*Problem*. An exact transcription of the lines below, from the first through the one containing "375L476 419L372 399L346", is the only output wanted.

*Exercise data*.
----------

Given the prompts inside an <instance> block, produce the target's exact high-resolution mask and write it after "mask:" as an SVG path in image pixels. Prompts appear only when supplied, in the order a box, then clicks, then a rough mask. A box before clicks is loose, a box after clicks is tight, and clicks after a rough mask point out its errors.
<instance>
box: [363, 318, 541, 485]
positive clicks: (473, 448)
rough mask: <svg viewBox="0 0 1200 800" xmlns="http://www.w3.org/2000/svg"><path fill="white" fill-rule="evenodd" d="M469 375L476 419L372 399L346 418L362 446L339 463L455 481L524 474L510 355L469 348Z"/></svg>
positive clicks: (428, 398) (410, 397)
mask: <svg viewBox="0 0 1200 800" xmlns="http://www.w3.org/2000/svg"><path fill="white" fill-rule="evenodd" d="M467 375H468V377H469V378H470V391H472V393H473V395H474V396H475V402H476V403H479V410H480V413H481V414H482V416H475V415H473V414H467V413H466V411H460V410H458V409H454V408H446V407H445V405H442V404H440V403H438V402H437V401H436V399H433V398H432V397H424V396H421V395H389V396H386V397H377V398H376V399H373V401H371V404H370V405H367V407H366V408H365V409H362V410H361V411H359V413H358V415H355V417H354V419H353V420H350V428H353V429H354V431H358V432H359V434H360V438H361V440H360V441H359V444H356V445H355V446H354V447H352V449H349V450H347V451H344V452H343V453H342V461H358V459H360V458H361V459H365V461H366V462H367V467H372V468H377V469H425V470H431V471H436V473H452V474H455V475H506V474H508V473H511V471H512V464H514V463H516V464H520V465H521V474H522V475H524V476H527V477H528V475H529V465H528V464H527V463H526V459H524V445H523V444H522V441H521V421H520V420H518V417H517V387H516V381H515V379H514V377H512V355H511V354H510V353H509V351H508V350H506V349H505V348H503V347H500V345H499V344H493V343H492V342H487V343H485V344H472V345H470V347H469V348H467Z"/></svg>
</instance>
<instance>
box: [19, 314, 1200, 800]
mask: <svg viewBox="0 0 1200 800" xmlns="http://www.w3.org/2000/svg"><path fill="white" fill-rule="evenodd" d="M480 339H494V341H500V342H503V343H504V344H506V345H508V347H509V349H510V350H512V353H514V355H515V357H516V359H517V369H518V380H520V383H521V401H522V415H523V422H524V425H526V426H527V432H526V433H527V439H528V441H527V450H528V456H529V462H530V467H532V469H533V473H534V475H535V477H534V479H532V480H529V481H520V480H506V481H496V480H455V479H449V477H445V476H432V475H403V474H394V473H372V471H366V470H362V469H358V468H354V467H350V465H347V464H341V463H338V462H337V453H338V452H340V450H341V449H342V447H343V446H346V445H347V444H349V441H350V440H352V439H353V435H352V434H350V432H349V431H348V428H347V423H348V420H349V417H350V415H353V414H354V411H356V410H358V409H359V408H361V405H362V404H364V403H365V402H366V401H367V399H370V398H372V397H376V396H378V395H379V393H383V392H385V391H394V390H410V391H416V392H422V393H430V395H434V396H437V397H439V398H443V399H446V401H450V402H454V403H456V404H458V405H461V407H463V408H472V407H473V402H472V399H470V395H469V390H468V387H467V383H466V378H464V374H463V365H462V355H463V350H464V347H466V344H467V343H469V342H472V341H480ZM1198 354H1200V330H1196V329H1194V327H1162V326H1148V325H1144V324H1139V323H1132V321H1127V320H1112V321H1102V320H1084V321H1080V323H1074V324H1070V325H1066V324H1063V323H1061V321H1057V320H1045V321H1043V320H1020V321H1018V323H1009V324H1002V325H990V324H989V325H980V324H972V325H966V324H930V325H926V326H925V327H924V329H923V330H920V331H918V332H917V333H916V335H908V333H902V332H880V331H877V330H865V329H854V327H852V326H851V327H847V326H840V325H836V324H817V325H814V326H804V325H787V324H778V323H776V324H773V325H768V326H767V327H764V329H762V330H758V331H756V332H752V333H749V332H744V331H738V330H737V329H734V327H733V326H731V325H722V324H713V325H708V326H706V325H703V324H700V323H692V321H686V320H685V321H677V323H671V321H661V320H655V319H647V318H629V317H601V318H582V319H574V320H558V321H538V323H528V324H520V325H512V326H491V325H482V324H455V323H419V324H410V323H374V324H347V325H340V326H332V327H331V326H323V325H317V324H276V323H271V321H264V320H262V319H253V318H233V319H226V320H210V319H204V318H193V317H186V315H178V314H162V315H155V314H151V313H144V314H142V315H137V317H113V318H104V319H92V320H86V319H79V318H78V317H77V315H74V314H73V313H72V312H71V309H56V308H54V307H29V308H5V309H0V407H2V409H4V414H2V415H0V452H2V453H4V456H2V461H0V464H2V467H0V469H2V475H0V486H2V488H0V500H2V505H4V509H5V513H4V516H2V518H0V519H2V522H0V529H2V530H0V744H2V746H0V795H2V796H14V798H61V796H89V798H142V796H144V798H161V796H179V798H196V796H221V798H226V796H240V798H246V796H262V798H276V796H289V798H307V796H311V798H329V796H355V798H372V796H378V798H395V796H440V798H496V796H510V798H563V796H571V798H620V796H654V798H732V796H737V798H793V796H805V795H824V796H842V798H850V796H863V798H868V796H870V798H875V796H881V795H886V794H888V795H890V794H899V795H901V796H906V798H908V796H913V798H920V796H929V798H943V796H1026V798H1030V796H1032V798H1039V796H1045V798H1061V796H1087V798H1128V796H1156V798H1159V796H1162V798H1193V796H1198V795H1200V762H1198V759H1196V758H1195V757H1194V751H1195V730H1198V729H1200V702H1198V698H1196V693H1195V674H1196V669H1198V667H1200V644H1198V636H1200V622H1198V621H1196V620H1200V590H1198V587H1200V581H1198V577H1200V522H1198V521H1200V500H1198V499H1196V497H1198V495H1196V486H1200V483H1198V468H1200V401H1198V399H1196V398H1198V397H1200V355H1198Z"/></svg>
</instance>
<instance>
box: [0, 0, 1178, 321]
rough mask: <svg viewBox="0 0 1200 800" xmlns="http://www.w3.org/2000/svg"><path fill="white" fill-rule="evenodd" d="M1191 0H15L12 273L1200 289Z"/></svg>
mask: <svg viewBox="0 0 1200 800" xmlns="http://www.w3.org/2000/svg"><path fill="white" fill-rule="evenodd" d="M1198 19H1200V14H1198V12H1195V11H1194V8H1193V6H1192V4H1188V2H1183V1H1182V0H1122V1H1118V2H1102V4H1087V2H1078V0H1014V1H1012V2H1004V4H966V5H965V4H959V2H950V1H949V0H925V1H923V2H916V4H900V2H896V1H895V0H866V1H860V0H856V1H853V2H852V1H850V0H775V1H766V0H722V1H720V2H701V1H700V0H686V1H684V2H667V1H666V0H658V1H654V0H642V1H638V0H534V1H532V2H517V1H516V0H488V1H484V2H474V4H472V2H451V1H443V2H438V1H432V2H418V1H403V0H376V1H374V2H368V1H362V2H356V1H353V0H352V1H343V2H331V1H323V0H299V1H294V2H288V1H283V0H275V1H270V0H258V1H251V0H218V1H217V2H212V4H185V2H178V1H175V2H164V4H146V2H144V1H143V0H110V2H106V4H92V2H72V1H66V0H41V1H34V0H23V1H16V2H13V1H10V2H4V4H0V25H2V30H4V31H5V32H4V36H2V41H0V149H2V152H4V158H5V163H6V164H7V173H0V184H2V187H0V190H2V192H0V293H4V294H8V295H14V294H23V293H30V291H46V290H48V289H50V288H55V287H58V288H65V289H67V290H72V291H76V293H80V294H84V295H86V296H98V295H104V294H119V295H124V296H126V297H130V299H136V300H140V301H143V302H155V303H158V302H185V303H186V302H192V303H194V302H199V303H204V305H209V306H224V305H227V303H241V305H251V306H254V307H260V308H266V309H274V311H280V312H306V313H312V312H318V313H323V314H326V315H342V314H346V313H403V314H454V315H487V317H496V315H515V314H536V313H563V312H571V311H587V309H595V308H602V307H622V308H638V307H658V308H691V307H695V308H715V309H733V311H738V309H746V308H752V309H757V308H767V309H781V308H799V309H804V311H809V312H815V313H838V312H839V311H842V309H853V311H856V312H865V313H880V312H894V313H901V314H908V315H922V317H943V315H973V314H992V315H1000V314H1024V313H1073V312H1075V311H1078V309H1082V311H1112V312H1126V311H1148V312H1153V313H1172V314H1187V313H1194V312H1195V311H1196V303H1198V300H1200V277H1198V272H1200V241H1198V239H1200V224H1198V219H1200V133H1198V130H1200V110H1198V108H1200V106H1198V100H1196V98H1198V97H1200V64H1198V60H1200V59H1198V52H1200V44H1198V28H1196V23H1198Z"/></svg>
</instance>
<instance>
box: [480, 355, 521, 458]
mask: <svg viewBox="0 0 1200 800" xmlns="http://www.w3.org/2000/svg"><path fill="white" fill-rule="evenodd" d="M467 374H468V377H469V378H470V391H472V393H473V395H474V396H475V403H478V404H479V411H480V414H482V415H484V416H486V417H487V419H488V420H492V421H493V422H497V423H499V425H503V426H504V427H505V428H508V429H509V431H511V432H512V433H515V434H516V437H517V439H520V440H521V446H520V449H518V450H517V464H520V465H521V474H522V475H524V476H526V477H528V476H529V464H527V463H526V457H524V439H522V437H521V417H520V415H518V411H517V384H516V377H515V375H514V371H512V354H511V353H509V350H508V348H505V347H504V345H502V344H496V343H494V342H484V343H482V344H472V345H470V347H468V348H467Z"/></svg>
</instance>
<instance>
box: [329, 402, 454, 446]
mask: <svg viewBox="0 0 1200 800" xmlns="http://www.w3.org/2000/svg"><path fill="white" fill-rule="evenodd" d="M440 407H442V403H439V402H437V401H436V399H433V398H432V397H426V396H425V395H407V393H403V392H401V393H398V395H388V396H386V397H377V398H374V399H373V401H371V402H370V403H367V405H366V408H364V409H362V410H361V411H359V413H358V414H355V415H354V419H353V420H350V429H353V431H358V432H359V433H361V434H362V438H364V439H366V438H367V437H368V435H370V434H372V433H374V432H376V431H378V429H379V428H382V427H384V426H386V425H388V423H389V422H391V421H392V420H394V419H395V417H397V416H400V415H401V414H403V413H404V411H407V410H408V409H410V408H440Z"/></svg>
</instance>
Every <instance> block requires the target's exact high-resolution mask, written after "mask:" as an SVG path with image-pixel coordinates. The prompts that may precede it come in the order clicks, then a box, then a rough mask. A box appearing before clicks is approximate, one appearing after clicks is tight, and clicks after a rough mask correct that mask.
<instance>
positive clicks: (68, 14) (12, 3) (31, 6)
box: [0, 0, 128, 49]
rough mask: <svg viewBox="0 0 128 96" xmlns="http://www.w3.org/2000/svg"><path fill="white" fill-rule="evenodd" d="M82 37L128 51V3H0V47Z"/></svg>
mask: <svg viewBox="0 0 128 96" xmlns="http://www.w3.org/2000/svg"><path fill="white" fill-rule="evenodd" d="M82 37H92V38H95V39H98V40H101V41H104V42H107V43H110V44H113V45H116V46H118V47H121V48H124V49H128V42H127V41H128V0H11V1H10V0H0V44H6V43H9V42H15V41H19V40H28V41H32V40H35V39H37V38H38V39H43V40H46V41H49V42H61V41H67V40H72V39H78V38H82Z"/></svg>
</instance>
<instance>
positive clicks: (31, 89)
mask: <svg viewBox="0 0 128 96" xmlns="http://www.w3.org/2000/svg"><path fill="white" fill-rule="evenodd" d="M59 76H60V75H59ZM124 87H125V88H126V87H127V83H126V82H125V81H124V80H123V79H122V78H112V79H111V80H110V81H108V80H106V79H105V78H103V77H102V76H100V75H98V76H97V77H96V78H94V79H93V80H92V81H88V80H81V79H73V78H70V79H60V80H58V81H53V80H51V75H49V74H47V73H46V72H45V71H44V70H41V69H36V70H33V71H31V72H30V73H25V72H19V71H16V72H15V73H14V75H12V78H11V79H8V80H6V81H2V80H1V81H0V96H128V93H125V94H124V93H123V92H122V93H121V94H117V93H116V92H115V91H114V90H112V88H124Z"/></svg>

----------

*Response*.
Given the prompts inside an <instance> block, produce the target's exact high-resolution mask and write it after "mask:" as an SVG path in image pixels. Prompts appear only when supplied, in the order a box, then clicks, then a rough mask. A box before clicks is loose, a box after clicks is tight, and clicks after a rough mask point out its errors.
<instance>
box: [363, 318, 541, 485]
positive clicks: (473, 448)
rough mask: <svg viewBox="0 0 1200 800" xmlns="http://www.w3.org/2000/svg"><path fill="white" fill-rule="evenodd" d="M469 375L476 419L372 399L346 418L362 446L339 463L455 481L524 474L510 355L469 348Z"/></svg>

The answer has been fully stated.